> _AIM OF THE TASK_: Type out the full set of entries again, unchanged.
Segment Start: RECORD SET
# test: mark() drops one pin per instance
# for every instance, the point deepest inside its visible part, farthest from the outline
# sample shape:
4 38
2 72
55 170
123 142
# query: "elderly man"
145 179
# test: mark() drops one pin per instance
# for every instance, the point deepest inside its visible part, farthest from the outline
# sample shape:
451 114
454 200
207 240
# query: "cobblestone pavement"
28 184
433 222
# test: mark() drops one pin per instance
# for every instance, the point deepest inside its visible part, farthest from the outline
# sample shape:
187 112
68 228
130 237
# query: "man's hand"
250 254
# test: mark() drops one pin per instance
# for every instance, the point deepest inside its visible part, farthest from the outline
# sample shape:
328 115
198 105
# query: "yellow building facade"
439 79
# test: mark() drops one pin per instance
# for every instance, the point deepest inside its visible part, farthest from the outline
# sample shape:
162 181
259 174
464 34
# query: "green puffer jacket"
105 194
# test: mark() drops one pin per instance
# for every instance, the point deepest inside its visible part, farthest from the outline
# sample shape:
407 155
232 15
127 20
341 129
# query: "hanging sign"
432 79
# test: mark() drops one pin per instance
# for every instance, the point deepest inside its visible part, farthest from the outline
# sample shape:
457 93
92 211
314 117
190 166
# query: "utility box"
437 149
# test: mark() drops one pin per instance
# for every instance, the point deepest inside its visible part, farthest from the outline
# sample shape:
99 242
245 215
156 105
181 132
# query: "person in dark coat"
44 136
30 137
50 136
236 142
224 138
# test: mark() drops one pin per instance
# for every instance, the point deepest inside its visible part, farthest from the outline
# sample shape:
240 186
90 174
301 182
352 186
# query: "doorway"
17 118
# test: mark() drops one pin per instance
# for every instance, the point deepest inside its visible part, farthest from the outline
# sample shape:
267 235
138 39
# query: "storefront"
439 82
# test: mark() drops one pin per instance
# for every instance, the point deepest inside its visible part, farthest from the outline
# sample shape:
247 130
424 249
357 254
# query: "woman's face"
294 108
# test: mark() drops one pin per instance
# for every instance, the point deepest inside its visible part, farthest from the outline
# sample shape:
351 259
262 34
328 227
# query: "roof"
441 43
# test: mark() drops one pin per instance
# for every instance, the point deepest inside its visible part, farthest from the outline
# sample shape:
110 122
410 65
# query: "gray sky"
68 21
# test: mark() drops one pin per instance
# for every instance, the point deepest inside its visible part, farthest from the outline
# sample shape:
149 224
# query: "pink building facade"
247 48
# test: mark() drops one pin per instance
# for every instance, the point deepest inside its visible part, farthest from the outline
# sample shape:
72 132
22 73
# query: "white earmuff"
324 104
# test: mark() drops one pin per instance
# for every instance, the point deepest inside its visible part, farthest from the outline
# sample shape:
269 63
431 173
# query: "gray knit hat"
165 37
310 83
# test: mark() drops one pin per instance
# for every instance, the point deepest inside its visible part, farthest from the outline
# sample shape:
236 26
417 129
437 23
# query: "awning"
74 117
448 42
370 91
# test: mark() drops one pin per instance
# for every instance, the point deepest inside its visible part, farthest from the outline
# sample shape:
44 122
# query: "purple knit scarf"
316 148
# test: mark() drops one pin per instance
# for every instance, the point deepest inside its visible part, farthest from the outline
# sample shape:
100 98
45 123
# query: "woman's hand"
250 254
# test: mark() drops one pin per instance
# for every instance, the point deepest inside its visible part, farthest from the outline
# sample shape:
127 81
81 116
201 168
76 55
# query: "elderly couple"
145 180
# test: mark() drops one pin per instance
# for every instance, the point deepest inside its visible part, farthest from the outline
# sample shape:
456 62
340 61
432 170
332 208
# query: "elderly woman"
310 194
Segment End: RECORD SET
> _TASK RESPONSE_:
# test: mark() drops one pin per instance
# for every instance, the point deepest inside its visible part, farthest from the outline
# sample shape:
4 38
2 72
55 170
123 142
# query: "elderly man"
145 179
# test: mark() drops one pin per instance
# for every instance, the point deepest inside its visible part, farthest from the outline
# sample shape:
451 114
454 200
207 240
# query: "cobblestone pavement"
28 184
433 222
# test: mark() drops one pin per instance
# for every instance, the point deepest inside its visible part, farthest from the outline
# sample shape:
187 112
68 228
130 237
# query: "man's hand"
250 254
# test: mark() drops one pin per instance
# for every instance, the point deepest inside its visible part, farthest from the outline
# sample shape:
328 115
198 105
# query: "yellow building facade"
439 79
# test: mark() drops one pin per instance
# for every instance, the point deepest inside its visible part, farthest from the outline
# sample shape:
162 181
259 174
464 34
# query: "green puffer jacket"
105 194
# test: mark() drops one pin per instance
# for every instance, the point deepest inside its visible part, farthest from the outline
# sample shape:
407 155
232 15
127 20
341 129
# query: "hanging sign"
432 79
# test: mark() drops one pin per instance
# for every instance, the point deepest inside its visible part, farthest from the outline
# sample shape:
457 93
92 211
314 117
190 166
# query: "utility box"
437 149
# test: mark() drops one pin per instance
# for every instance, the point deepest inside its visible part, farthest from the outline
# sample shape:
99 242
245 215
156 105
181 132
# query: "person in dark coat"
44 136
30 137
50 136
236 142
224 138
# test: mark() drops one pin per instance
# for every instance, the point deepest inside its visible part, farthest from the outline
# sample shape:
240 186
90 174
301 182
352 186
# query: "doorway"
17 118
# test: mark() drops one pin per instance
# for every instance, the point deepest inside its visible part, farthest from the outline
# sample shape:
267 235
138 39
# query: "storefront"
439 82
# test: mark() drops one pin per instance
# for every instance, the point deepest inside its visible part, farthest from the outline
# sample shape:
247 130
424 249
357 254
# query: "woman's face"
294 108
# test: mark() drops one pin per instance
# for every instance, the point deepest inside its visible part, farthest from the outline
# sample shape:
351 259
262 34
328 227
# query: "roof"
441 43
# test: mark() drops one pin per instance
# for every instance, the point deepest inside its visible part, farthest from the outline
# sample shape:
110 122
410 65
# query: "gray sky"
68 21
# test: mark() drops one pin per instance
# for every instance, the point deepest inside its visible part, farthest from the outline
# sample shape:
149 224
# query: "pink building facade"
247 48
# test: mark() drops one pin per instance
# for every instance, the point deepest inside its visible part, farthest from the outline
# sample shape:
72 132
22 73
# query: "white earmuff"
324 104
# test: mark() drops one pin per instance
# for every instance, the point deepest inside its visible part, farthest from the outline
# sample shape:
269 63
431 173
# query: "gray knit hat"
165 37
310 83
# test: mark() drops one pin per instance
# for every instance, the point deepest inside its visible part, farthest from the outline
# sample shape:
236 26
417 129
437 23
# query: "awning"
74 117
448 42
370 91
# test: mark() drops one pin per instance
# for every instance, the point deepest inside its visible part, farthest from the outline
# sample shape:
44 122
# query: "purple knit scarf"
316 148
# test: mark() drops one pin per instance
# for every instance, the point deepest inside its visible part, farthest from the outline
# sample shape:
100 98
45 123
# query: "woman's hand"
250 254
# test: mark() drops one pin per instance
# for every instance, the point deepest inside its visible part, farthest from the outline
# sample shape:
127 81
81 116
201 168
76 55
# query: "elderly couple"
145 180
# test: mark() drops one pin per instance
# for every instance, the point deepest inside its visible part, farthest from the outline
# sample shape:
456 62
340 61
432 170
332 208
# query: "elderly woman"
310 194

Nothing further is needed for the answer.